TASK DETAILS — The response should consist of the data reproduced word for word.

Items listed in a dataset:
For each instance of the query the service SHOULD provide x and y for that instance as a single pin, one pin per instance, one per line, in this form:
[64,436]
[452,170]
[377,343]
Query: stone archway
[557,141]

ANSWER BOX —
For each instance of the query the service SHOULD provide x and y for that instance as a single pin, one pin per instance, one per line, in this form:
[64,436]
[452,170]
[377,343]
Query: stone archway
[557,141]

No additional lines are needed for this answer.